▸ STATED EXERCISE
Can you write out the records below word for word, leaving out the pictures?

▸ SUPPLIED ENTRIES

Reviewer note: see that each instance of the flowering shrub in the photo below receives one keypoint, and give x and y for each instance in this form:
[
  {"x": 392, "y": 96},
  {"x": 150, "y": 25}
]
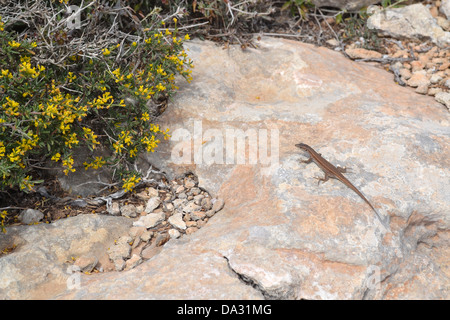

▸ COMPLETED EXERCISE
Reviewer note: see that each instance of the flowering shrub in the photo below receives one keypoint, and give x and y for each instance in this form:
[
  {"x": 392, "y": 96},
  {"x": 150, "y": 25}
]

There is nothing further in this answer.